Te beoordelen tekst -
================================

ECLI:NL:RBDHA:2021:1421
Rechtbank Den Haag
- Voorlopige voorziening
- Rechtspraak.nl
Afwijzing verzoek voorlopige voorziening asielaanvraag met betrekking tot Dublinoverdracht minderjarige broertje
In deze zaak heeft de voorzieningenrechter van de Rechtbank Den Haag op 19 februari 2021 uitspraak gedaan in een verzoek om een voorlopige voorziening in het kader van een asielaanvraag. De verzoeker, een Syrische nationaliteit hebbende minderjarige, had een aanvraag ingediend voor een verblijfsvergunning asiel, maar deze was door de staatssecretaris van Justitie en Veiligheid niet in behandeling genomen. De reden hiervoor was dat Spanje verantwoordelijk was voor de behandeling van de aanvraag, conform de Dublinverordening. De verzoeker had op 12 februari 2021 beroep ingesteld tegen het bestreden besluit en verzocht om een voorlopige voorziening, omdat de overdrachtstermijn op 24 februari 2021 zou verstrijken.

================================

Gegeven informatie -
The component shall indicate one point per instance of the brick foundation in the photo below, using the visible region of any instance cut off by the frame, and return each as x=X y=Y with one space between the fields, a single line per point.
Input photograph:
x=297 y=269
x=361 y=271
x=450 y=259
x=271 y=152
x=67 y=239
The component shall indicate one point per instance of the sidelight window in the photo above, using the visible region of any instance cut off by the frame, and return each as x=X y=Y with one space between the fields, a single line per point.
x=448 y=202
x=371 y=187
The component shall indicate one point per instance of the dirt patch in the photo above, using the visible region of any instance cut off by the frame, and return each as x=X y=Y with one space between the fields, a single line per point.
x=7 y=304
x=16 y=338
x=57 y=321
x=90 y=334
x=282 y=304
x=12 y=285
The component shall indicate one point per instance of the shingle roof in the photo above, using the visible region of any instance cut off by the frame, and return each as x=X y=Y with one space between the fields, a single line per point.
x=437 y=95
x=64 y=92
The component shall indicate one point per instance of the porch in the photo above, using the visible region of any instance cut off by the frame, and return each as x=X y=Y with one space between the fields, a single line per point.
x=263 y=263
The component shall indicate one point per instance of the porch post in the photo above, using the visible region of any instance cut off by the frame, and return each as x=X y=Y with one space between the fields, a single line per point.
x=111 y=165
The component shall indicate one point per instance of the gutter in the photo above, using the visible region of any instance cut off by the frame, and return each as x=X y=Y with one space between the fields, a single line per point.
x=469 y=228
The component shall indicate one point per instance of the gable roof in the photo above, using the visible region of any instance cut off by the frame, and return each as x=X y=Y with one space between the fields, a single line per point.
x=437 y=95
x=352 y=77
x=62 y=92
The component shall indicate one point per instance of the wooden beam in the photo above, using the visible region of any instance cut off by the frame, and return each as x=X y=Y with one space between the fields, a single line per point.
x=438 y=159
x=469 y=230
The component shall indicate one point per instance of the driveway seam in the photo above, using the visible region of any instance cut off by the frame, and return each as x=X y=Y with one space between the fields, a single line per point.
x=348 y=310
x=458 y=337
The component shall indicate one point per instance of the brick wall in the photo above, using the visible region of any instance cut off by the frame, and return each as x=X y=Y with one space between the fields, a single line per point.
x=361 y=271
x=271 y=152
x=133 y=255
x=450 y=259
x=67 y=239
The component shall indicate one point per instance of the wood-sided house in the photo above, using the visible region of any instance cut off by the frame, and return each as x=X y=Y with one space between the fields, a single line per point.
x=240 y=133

================================

Opdracht -
Geef het vervolg van de tekst over de asielzaak en de Dublinoverdracht naar Spanje, te beginnen na de laatste zin. De items staan los van de tekst.

Antwoord -
Tijdens de zitting op 19 februari 2021 heeft de voorzieningenrechter de argumenten van de verzoeker en de verweerder gehoord. De verzoeker stelde dat zijn minderjarige broer, die recent naar Nederland was gekomen, afhankelijk was van zijn zorg. De voorzieningenrechter overwoog echter dat de familieband tussen verzoeker en zijn broer niet voldoende was onderbouwd en dat de gezinsbepalingen uit de Dublinverordening niet van toepassing waren. De rechtbank concludeerde dat de staatssecretaris terecht had geoordeeld dat de aanvraag van verzoeker niet in behandeling genomen hoefde te worden, en dat er geen aanleiding was voor de voorzieningenrechter om gebruik te maken van zijn bevoegdheid om de aanvraag onverplicht in behandeling te nemen.
De voorzieningenrechter heeft het verzoek om voorlopige voorziening afgewezen, met de overweging dat het bestreden besluit naar verwachting in beroep in stand zal blijven. Tevens werd er geen proceskostenveroordeling opgelegd. De uitspraak is openbaar gemaakt en er staat geen hoger beroep of verzet open tegen deze beslissing.